### YOUR TASK:
Copy the records below word for word, leaving out the pictures.

BEGIN SUPPLIED RECORDS

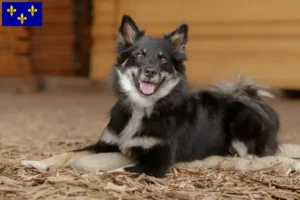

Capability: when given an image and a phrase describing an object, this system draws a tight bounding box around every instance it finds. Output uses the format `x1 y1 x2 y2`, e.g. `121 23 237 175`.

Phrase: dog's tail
209 75 278 122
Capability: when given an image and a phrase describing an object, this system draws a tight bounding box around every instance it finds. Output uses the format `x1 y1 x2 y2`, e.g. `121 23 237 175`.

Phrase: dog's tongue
140 81 155 94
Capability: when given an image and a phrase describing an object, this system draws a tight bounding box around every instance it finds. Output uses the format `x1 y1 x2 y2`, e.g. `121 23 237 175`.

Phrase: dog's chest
101 109 162 154
118 109 145 146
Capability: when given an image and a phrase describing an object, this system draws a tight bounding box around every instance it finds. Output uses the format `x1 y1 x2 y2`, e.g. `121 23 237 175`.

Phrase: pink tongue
140 81 155 94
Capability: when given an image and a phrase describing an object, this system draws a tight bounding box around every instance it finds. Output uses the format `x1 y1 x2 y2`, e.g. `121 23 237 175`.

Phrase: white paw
96 167 125 175
21 160 49 171
96 172 105 175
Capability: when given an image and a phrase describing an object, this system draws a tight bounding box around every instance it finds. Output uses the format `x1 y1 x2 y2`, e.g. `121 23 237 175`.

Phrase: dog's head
113 15 188 107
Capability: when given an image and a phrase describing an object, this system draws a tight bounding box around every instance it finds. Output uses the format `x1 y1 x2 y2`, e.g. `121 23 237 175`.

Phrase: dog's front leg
21 141 119 170
98 145 175 178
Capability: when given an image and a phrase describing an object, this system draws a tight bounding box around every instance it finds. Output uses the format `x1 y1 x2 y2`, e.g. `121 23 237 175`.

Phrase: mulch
0 159 300 200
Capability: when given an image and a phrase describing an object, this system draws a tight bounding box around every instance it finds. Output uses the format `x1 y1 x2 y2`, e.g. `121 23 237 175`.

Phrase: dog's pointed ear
164 24 188 51
119 15 144 44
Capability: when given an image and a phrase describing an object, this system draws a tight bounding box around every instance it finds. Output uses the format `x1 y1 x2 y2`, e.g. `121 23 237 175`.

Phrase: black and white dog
23 15 280 177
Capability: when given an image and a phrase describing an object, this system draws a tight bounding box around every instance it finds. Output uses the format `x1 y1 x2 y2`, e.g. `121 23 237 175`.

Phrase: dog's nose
144 67 157 78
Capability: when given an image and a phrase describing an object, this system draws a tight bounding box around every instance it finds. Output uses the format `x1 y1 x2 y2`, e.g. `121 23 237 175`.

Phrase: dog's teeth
21 160 49 171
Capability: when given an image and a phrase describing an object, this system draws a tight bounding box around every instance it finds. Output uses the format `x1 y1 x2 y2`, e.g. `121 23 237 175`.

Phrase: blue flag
2 2 43 26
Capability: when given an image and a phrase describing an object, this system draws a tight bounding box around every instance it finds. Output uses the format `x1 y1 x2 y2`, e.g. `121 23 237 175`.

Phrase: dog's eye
134 53 144 59
160 57 168 63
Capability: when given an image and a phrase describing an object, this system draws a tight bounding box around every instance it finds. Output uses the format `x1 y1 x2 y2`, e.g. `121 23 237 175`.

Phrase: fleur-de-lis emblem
7 5 17 16
18 13 27 24
28 5 37 16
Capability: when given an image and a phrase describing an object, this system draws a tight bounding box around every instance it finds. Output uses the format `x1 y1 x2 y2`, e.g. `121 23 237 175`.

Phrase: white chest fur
100 108 161 154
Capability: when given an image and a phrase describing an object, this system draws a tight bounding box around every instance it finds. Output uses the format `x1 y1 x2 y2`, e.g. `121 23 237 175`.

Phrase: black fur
74 15 280 177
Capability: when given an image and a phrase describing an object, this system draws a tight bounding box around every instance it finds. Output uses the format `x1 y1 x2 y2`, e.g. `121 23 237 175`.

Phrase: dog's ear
119 15 145 45
164 24 188 51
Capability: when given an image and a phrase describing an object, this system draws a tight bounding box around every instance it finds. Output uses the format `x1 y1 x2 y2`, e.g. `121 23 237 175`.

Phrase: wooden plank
90 39 116 80
92 0 118 25
117 0 300 23
15 40 31 54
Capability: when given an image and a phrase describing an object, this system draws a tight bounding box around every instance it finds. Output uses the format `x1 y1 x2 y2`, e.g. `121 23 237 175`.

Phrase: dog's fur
20 15 280 177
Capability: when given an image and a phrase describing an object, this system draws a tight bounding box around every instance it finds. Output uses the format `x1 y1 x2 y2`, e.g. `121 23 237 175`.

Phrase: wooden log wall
91 0 300 89
31 0 74 76
0 0 32 76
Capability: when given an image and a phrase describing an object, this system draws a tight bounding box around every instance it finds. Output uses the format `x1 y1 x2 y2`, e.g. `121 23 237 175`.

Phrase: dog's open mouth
139 81 156 95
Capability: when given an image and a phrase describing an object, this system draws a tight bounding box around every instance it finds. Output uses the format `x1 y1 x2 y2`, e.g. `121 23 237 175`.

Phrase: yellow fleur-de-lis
18 13 27 24
7 5 17 16
28 5 37 16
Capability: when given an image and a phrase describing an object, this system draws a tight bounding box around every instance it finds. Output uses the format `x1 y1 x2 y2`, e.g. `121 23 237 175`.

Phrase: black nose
144 67 157 78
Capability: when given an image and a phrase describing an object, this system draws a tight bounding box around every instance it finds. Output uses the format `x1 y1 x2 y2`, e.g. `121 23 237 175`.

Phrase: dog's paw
96 172 105 176
21 160 49 171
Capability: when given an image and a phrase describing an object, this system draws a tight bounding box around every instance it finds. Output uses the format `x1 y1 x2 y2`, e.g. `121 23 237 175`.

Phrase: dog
22 15 280 178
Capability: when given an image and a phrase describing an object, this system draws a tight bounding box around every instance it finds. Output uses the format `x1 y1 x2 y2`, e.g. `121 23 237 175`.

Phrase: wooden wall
91 0 300 89
0 1 31 76
31 0 74 76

END SUPPLIED RECORDS

### EXERCISE SOLUTION:
Capability: when given an image and a phrase describing an object, this system draws a tight bounding box around every instance it finds. Output uses the format `x1 y1 x2 y2`, e.g. `121 23 237 175`.

Phrase: dog's tail
209 75 278 122
Capability: when given an image and a phrase describing an object, this system draws a tight bounding box around every instance it finds. Output uses the format `x1 y1 x2 y2`, e.g. `121 23 237 175`.

Phrase: dog's tongue
140 81 155 94
Capability: when given an image and a phrase describing an object, this system draws a tight bounding box around every instance it finds. Output uses the format `x1 y1 x2 y2`, e.g. `121 23 237 175`.

Phrase: dog's chest
101 109 162 154
118 109 145 146
Capability: when given an image and a phrase describing an object, this system draws a tight bounding box around every instance it finds. Output uses the format `x1 y1 x2 y2`, e.g. `121 23 237 175`.

Phrase: pink tongue
140 81 155 94
Capability: when given an image and a phrase describing an object, this system draws a tight bounding box around every instance it finds. Output uses the format `x1 y1 x2 y2`, e.g. `121 23 237 175`.

Phrase: white paw
96 167 125 175
21 160 49 171
96 172 105 175
Capability: when given an image and a phrase describing an object, this system draws a tight bounding box around every instance it finds. Output uses the format `x1 y1 x2 y2`, e.g. `121 23 237 175`.

Phrase: dog's head
113 15 188 107
Capability: when given an image and a phrase describing an object, this system draws a tight bounding box around every instance it finds. Output uses the format `x1 y1 x2 y2`, e.g. `121 23 237 175`.

Phrase: dog's front leg
21 141 119 170
98 145 175 178
Capability: when given an image and a phrase describing an object, this system draws a tight bounding box around every instance it finds. Output uses the format `x1 y1 x2 y2`, e.g. `121 23 237 175`.

Phrase: mulch
0 159 300 200
Capability: when given an image and a phrase describing an object, this system draws a tight bounding box around every instance it finds. Output uses the format `x1 y1 x2 y2`, e.g. `121 23 237 175`.

Phrase: dog's pointed ear
164 24 188 51
119 15 144 44
Capability: when given an image and a phrase describing an object, this system draws a tight bounding box around every instance it finds. Output uses the format `x1 y1 x2 y2`, e.g. `121 23 237 175`.

Phrase: black and white dog
23 15 280 177
Capability: when given an image and a phrase describing an object, this system draws a tight bounding box around every instance it finds. Output uses the format `x1 y1 x2 y2`, e.g. `121 23 237 175`.

Phrase: dog's nose
144 67 157 78
Capability: when given an image and a phrase describing an object, this system draws a tight bounding box around every instance it finds. Output uses the format `x1 y1 x2 y2`, e.g. `121 23 237 175`.

Phrase: dog's teeth
21 160 49 171
Capability: when given an image and a phrase describing an object, this system draws a tight bounding box around every instance it finds. Output uses the format `x1 y1 x2 y2`, e.g. `121 23 237 175`.

Phrase: blue flag
2 2 43 26
Capability: when given an image and a phrase describing an object, this system draws a tight bounding box around every instance it finds. Output uses the format `x1 y1 x2 y2`, e.g. `121 23 237 175`.

Phrase: dog's eye
134 53 144 59
160 57 168 63
Capability: when given an image and a phrase describing an object, this system draws a tight bounding box around every instance it finds. Output uses the format `x1 y1 x2 y2`, e.g. `121 23 237 175`.

Phrase: fleur-de-lis emblem
7 5 17 16
18 13 27 24
28 5 37 16
Capability: when given an image and a phrase describing an object, this system draws a tight bounding box around every instance it finds. Output uses the format `x1 y1 x2 y2`, e.g. `121 23 237 175`.

Phrase: white chest fur
100 108 161 154
Capability: when given an image and a phrase describing an object, this system draws a tight bounding box around every instance it finds. Output uses the format `x1 y1 x2 y2`, e.g. `121 23 237 175`.

Phrase: black fur
74 15 280 177
Capability: when given an image and a phrase describing an object, this system draws a tight bounding box around every instance it finds. Output uses the format `x1 y1 x2 y2`, e.g. `121 23 237 175`.

Phrase: dog's ear
119 15 145 45
164 24 188 51
Capability: when given an image and a phrase describing an object, this system draws a tight bounding box around every instance it finds. Output uses the format `x1 y1 x2 y2`, e.g. `121 23 237 175`.

Phrase: wooden plank
90 39 116 80
92 0 118 25
117 0 300 23
15 40 31 54
Capability: when given an image and a phrase describing an object, this system draws a tight bounding box around every instance it finds. Output uses the format `x1 y1 x2 y2`, e.g. `121 23 237 175`.

Phrase: dog's fur
20 15 280 177
Capability: when given an image and a phrase describing an object, this system draws a tight bounding box around every instance it finds. Output uses the format `x1 y1 x2 y2`, e.g. `121 23 237 175`.

Phrase: wooden log wall
91 0 300 89
31 0 74 76
0 0 32 76
Capability: when given an image and a phrase describing an object, this system draws a tight bounding box around every instance it finds. Output uses the format `x1 y1 x2 y2`, e.g. `121 23 237 175`.

Phrase: dog's open mouth
139 81 156 95
Capability: when given an image and a phrase describing an object, this system draws a tight bounding box around every instance it finds. Output uses the format `x1 y1 x2 y2`, e.g. `121 23 237 175`.

Phrase: yellow fleur-de-lis
18 13 27 24
7 5 17 16
28 5 37 16
Capability: when given an image and a phrase describing an object, this system draws a tight bounding box around every instance it finds. Output uses the format `x1 y1 x2 y2`, e.g. `121 23 237 175`.

Phrase: black nose
144 67 157 78
Capability: when given an image and a phrase describing an object, this system draws a tight bounding box around every instance it finds. Output uses the format `x1 y1 x2 y2`, e.g. `121 23 237 175`.

Phrase: dog's paw
96 172 105 176
21 160 49 171
Capability: when given an image and a phrase describing an object, this system draws a tight bounding box around every instance it finds. Output uses the format `x1 y1 x2 y2`, e.g. `121 23 237 175`.

Phrase: dog
22 15 280 178
Capability: when given an image and a phrase describing an object, this system draws a tight bounding box around every instance it finds. Output uses the format `x1 y1 x2 y2`, e.g. `121 23 237 175`.

Phrase: wooden wall
91 0 300 89
0 1 31 76
31 0 74 76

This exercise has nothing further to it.